[Data lines]:
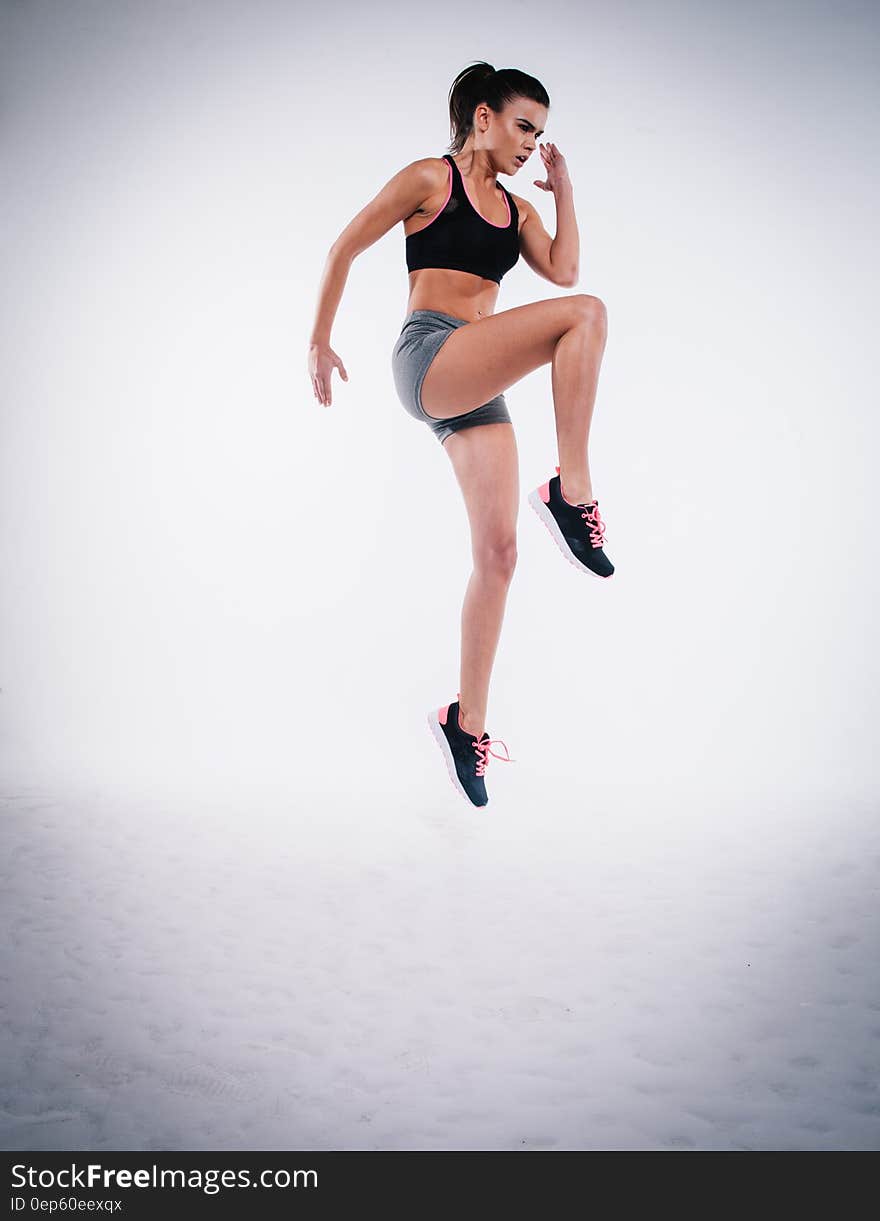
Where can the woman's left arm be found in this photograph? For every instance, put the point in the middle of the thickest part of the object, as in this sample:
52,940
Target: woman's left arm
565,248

==

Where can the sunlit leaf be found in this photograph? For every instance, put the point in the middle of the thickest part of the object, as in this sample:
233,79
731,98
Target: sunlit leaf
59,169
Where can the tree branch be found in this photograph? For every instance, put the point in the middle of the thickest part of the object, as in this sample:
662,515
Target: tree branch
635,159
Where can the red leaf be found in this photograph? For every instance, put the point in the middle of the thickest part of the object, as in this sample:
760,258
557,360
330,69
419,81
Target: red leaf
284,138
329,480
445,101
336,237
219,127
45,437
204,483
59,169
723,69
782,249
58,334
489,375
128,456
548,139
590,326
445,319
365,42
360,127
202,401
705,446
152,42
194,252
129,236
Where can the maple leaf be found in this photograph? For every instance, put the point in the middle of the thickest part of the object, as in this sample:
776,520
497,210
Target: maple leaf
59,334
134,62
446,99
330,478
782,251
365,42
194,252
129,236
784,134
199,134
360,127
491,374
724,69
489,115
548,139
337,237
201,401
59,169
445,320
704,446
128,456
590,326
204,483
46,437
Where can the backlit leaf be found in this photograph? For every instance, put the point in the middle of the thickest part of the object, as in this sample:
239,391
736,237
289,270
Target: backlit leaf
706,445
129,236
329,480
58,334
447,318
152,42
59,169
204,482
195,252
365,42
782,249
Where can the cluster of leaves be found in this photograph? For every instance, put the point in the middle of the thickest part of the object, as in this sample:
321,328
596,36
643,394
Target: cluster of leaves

[Problem requirements]:
Write out the items verbatim from the line containing "Where can the backlit" through the line containing "Target: cluster of leaves", both lines included.

[Finished exercise]:
Where can the backlit leaf be found in this photograph? For every instance, put the point in the middle of the thickest part of the object, as in this sample:
239,391
736,237
289,270
Target: backlit leaf
706,445
129,236
329,480
58,334
447,318
152,42
59,169
204,482
195,252
365,42
782,249
Where can the cluster of leaves be found in this photograph? For every instance, put the point in the middle of the thickest part of the object, as in this sample:
321,328
596,36
643,394
Target: cluster of leaves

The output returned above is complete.